Set down each record below precisely, skipping the pictures.

Items from a data source:
+ + + +

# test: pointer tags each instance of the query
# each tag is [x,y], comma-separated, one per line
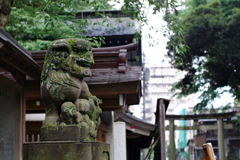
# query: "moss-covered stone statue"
[66,96]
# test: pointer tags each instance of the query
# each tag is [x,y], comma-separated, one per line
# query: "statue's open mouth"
[84,62]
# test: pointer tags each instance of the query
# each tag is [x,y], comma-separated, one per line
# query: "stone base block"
[66,151]
[66,133]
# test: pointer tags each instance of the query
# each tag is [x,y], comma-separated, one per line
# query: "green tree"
[210,30]
[35,23]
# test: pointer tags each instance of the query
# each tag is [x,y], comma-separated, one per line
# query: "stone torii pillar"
[221,149]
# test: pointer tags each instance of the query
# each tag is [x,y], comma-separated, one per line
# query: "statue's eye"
[60,49]
[77,49]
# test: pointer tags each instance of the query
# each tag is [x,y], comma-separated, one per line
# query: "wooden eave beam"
[201,116]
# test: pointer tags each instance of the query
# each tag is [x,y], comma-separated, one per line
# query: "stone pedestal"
[66,150]
[66,133]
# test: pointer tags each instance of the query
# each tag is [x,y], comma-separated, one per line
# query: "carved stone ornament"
[67,99]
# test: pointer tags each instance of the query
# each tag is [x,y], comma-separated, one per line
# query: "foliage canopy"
[211,31]
[35,23]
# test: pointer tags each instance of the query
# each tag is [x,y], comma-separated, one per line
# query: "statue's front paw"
[83,105]
[78,117]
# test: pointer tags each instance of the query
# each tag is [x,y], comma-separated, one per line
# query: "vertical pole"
[120,151]
[162,129]
[21,79]
[172,139]
[110,135]
[221,150]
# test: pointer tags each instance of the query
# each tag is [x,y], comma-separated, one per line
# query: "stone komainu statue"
[65,94]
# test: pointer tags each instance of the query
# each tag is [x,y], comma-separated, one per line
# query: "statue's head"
[72,55]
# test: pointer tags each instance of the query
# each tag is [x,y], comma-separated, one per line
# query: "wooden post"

+ + + +

_Task output_:
# test: pointer tags each instance of the query
# each tag is [x,y], comma-separated, one per line
# query: "moss-covered stone statue"
[66,96]
# test: pointer tags each instance of the query
# each tag is [x,y], comma-separated, one per line
# query: "statue's open mouth"
[84,62]
# test: pointer tags each instance of the query
# each tag is [x,y], comma-separated, one per line
# query: "stone base block"
[66,151]
[66,133]
# test: pointer tags each instance of the query
# each tag is [x,y], comma-separated, one per line
# query: "green tree"
[210,30]
[35,23]
# test: pointer tags each instance of the query
# each tag is [x,y], comma-separated, one per line
# query: "stone torii pillar"
[221,149]
# test: pointer tags each instance of the query
# each tag is [x,y], comma-separated, one per line
# query: "statue's eye"
[60,49]
[77,49]
# test: pointer tags each instance of the query
# each tag is [x,y], comma-separated, one per line
# query: "wooden eave beam"
[201,116]
# test: pointer tags each instance of the query
# each tag is [x,y], comma-separated, one per line
# query: "stone pedestal"
[66,150]
[66,133]
# test: pointer tags each instance of the query
# each tag is [x,y], comma-separated, one per line
# query: "carved stone ornament"
[67,99]
# test: pointer tags each instance of the query
# each tag is [x,y], comma-separated, one per line
# query: "foliage canopy"
[211,31]
[35,23]
# test: pointer tags each instance of the query
# each tag is [x,y], comma-separated, one per line
# query: "statue's front paw"
[83,105]
[78,117]
# test: pointer tags each instance of the query
# each tag is [x,y], comma-separated, one per line
# query: "vertical pole"
[120,151]
[162,129]
[21,79]
[172,139]
[110,135]
[221,150]
# test: pointer tags each instance of the query
# each tag is [x,y], comma-separated, one per line
# query: "stone komainu statue"
[65,94]
# test: pointer tags each instance of the query
# each tag is [x,y], comma-separated, one per line
# query: "statue's head"
[72,55]
# test: pointer tags each instance of the query
# each tag is [x,y], comma-separated, one per line
# query: "wooden post"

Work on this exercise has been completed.